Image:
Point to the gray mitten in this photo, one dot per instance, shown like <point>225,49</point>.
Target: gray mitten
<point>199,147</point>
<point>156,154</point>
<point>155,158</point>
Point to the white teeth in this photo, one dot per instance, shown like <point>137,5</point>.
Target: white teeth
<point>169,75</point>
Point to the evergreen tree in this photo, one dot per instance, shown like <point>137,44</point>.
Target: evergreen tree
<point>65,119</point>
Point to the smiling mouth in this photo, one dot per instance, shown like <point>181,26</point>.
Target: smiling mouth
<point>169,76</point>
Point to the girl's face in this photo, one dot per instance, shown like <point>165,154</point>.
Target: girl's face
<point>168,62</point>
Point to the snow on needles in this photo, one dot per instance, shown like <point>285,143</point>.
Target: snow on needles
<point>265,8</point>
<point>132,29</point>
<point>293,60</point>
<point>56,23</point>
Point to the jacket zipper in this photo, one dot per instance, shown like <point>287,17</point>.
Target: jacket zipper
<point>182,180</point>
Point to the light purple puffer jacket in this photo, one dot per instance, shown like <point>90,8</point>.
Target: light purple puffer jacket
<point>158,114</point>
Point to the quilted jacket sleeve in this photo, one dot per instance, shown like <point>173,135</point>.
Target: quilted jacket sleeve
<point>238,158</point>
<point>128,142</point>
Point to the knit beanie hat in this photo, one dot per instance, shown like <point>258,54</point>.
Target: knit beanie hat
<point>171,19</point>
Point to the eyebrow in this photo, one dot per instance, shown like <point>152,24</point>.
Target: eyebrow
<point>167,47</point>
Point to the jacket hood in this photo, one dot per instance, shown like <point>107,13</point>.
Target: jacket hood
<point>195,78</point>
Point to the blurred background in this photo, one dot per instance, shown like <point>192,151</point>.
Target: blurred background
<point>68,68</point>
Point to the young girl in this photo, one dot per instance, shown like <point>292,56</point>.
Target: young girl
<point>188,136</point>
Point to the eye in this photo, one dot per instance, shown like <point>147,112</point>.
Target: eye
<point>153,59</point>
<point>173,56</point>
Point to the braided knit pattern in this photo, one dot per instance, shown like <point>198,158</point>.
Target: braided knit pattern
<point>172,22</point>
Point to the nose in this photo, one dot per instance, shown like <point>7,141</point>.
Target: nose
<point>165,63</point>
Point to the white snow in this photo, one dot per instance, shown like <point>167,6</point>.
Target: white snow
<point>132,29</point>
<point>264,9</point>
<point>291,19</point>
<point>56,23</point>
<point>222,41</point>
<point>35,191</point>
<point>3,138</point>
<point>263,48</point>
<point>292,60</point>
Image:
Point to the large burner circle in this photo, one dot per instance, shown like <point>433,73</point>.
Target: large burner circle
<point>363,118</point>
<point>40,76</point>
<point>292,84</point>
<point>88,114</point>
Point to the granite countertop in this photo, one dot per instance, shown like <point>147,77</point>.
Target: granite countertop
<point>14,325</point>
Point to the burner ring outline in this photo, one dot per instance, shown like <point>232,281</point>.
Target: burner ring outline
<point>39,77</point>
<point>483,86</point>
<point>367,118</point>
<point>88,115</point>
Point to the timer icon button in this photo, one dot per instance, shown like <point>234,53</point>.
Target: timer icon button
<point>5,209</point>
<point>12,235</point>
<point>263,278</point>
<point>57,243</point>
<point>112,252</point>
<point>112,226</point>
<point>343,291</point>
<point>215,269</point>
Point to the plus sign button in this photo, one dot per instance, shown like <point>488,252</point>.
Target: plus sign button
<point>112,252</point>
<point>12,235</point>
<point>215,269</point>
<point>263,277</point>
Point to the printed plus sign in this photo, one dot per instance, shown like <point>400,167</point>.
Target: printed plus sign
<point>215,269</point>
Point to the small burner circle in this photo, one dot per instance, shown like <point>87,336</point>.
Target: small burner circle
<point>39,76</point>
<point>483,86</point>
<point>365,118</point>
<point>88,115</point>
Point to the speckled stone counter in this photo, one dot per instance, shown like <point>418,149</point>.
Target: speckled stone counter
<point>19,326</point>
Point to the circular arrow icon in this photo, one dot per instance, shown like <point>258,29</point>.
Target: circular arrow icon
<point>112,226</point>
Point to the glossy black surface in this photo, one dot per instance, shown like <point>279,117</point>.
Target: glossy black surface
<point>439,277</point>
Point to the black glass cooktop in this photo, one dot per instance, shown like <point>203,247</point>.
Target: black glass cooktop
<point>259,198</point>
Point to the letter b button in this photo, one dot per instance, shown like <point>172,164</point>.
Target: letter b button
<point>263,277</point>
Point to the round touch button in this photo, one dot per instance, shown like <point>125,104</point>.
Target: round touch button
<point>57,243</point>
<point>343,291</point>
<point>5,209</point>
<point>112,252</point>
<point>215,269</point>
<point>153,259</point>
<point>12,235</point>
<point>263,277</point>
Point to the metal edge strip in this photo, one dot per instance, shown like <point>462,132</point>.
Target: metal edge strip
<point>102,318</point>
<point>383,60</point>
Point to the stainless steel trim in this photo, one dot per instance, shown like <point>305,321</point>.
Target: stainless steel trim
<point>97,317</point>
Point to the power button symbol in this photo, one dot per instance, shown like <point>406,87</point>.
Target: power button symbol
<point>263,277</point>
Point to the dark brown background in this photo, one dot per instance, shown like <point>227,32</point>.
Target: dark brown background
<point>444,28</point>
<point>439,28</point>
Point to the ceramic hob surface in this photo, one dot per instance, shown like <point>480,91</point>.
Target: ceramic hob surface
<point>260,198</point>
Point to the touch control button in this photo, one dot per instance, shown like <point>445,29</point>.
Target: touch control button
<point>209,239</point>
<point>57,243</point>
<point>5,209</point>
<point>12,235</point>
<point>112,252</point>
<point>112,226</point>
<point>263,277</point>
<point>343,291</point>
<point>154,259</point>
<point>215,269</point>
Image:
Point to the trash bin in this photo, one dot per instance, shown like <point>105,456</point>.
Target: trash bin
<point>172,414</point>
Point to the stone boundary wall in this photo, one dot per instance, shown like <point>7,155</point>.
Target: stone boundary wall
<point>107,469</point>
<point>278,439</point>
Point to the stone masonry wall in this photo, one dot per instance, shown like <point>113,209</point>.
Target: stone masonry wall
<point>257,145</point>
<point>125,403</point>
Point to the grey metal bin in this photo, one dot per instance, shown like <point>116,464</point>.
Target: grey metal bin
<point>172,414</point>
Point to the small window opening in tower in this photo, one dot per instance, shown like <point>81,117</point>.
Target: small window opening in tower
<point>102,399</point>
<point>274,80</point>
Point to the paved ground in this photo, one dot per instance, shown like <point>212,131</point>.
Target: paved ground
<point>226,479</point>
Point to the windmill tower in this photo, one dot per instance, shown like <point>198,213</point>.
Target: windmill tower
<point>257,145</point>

______________________________

Please copy every line of the material above, word for word, from first to last.

Answer to the task
Image:
Point to the gray mitten in this photo, one dot per instance, shown like <point>225,49</point>.
Target: gray mitten
<point>199,147</point>
<point>156,154</point>
<point>155,158</point>
Point to the white teeth in this photo, one dot per instance, shown like <point>137,5</point>.
Target: white teeth
<point>169,75</point>
Point to the evergreen tree in this photo, one dot per instance, shown like <point>137,44</point>.
Target: evergreen tree
<point>65,119</point>
Point to the smiling mouth in this photo, one dot per instance, shown like <point>181,26</point>.
Target: smiling mouth
<point>169,76</point>
Point to the girl's face in this photo, one dot per instance, shown like <point>165,154</point>.
Target: girl's face
<point>168,62</point>
Point to the snow on needles in this photo, one dot per instance, shown like <point>285,143</point>.
Target: snow on needles
<point>265,8</point>
<point>132,29</point>
<point>293,60</point>
<point>56,23</point>
Point to the jacket zipper in this photo, one dot per instance, shown like <point>287,17</point>.
Target: jacket zipper
<point>182,180</point>
Point to the light purple puffer jacket in this photo, one dot per instance, shown like <point>90,8</point>.
Target: light purple puffer jacket
<point>158,114</point>
Point to the quilted jacket sleeve in this photo, one dot per instance, shown like <point>173,135</point>.
Target: quilted jacket sleeve
<point>238,158</point>
<point>128,142</point>
Point to the knit beanie hat in this photo, one dot per instance, shown like <point>258,54</point>.
Target: knit beanie hat
<point>171,19</point>
Point to the eyebrow in this photo, one dot per instance, shown like <point>152,24</point>.
Target: eyebrow
<point>167,47</point>
Point to the jacket hood in this photo, one dot per instance, shown like <point>107,13</point>.
Target: jacket hood
<point>195,78</point>
Point to the blurred background in this photo, one dot per instance, shown like <point>192,151</point>.
Target: blurred background
<point>68,68</point>
Point to the young girl in this photo, one dot per instance, shown like <point>292,56</point>.
Target: young girl
<point>188,136</point>
Point to the eye in this photo, one dot per instance, shown like <point>147,112</point>.
Target: eye
<point>153,59</point>
<point>173,56</point>
Point to the braided knit pattern in this photo, one dot per instance, shown like <point>198,158</point>.
Target: braided knit pattern
<point>172,22</point>
Point to the nose in this photo, one dot per instance, shown like <point>7,141</point>.
Target: nose
<point>165,63</point>
Point to the white snow in this photo, one dot per instance, shown like <point>167,6</point>.
Target: white snow
<point>132,29</point>
<point>264,9</point>
<point>291,19</point>
<point>56,23</point>
<point>222,41</point>
<point>35,191</point>
<point>3,138</point>
<point>263,48</point>
<point>292,60</point>
Image:
Point to the large burner circle in this photo, one dot per instance, shown like <point>433,73</point>.
Target: large burner circle
<point>363,118</point>
<point>40,76</point>
<point>292,84</point>
<point>88,114</point>
Point to the granite countertop in this photo, one dot per instance, shown like <point>147,77</point>.
Target: granite countertop
<point>14,325</point>
Point to the burner ring outline in this photo, one dot per instance, shown like <point>232,281</point>.
Target: burner ring outline
<point>39,77</point>
<point>483,86</point>
<point>367,118</point>
<point>88,115</point>
Point to the timer icon button in this photo, one dot per instance, shown like <point>234,53</point>.
Target: timer icon button
<point>5,209</point>
<point>12,235</point>
<point>263,278</point>
<point>57,243</point>
<point>112,252</point>
<point>112,226</point>
<point>343,291</point>
<point>215,269</point>
Point to the plus sign button in this photo, one dot per instance, shown like <point>488,252</point>.
Target: plus sign button
<point>112,252</point>
<point>12,235</point>
<point>215,269</point>
<point>263,277</point>
Point to the printed plus sign in this photo, one dot per instance, shown like <point>400,167</point>.
Target: printed plus sign
<point>215,269</point>
Point to the small burner circle in this photo, one dot per instance, shown like <point>87,336</point>.
Target: small burner circle
<point>39,76</point>
<point>483,86</point>
<point>365,118</point>
<point>88,115</point>
Point to the speckled stone counter in this photo, one dot per instance, shown like <point>418,149</point>.
Target: speckled stone counter
<point>19,326</point>
Point to the circular arrow icon in this photo, one dot per instance, shown like <point>258,29</point>.
Target: circular arrow icon
<point>112,226</point>
Point to the glossy black surface in this photo, one dot per instance, shown like <point>279,117</point>.
Target: glossy black surface
<point>439,277</point>
Point to the black glass cooktop in this photo, one dot per instance, shown like <point>203,247</point>.
Target: black glass cooktop
<point>259,198</point>
Point to the letter b button in this photo, one dot per instance, shown like <point>172,164</point>.
Target: letter b button
<point>263,277</point>
Point to the round touch button in this photo, one dot per instance, shown like <point>125,104</point>.
Target: round touch button
<point>57,243</point>
<point>343,291</point>
<point>5,209</point>
<point>112,252</point>
<point>215,269</point>
<point>153,259</point>
<point>12,235</point>
<point>263,277</point>
Point to the metal edge strip in this photo, one dot per instance, shown like <point>462,132</point>.
Target: metal edge strip
<point>102,318</point>
<point>383,60</point>
Point to the stainless steel trim in this photo, one dot per instance, shown like <point>305,321</point>.
Target: stainless steel trim
<point>97,317</point>
Point to the power button symbol in this photo, one dot per instance, shown like <point>406,87</point>.
Target: power button symbol
<point>263,277</point>
Point to the dark brown background in this photo, one dot per instance, shown like <point>227,32</point>.
Target: dark brown background
<point>444,28</point>
<point>439,28</point>
Point to the ceramic hob surface in this photo, one dot per instance, shown like <point>480,91</point>.
Target: ceramic hob surface
<point>260,198</point>
Point to the touch control button in this photo, one dot per instance, shown like <point>445,29</point>.
Target: touch control button
<point>209,239</point>
<point>57,243</point>
<point>5,209</point>
<point>12,235</point>
<point>112,252</point>
<point>112,226</point>
<point>263,277</point>
<point>343,291</point>
<point>154,259</point>
<point>215,269</point>
Image:
Point to the trash bin in this photo, one dot per instance, shown like <point>105,456</point>.
Target: trash bin
<point>172,414</point>
Point to the stone boundary wall in this photo, one dot per instance, shown like <point>7,155</point>.
Target: stone boundary wall
<point>107,469</point>
<point>278,439</point>
Point to the stone masonry wall in this photo, one dot per instance, shown like <point>113,209</point>.
Target: stone masonry wall
<point>257,145</point>
<point>125,403</point>
Point to the grey metal bin in this photo, one dot per instance, shown like <point>116,464</point>.
Target: grey metal bin
<point>172,414</point>
Point to the small window opening in tower in this photo, one dot per instance, shown like <point>81,117</point>.
Target: small window opening in tower
<point>102,399</point>
<point>274,80</point>
Point to the paved ground in this photo, one dot per instance, shown like <point>212,131</point>.
Target: paved ground
<point>226,479</point>
Point to the windmill tower in this photo, one dot per instance, shown like <point>198,213</point>.
Target: windmill tower
<point>257,145</point>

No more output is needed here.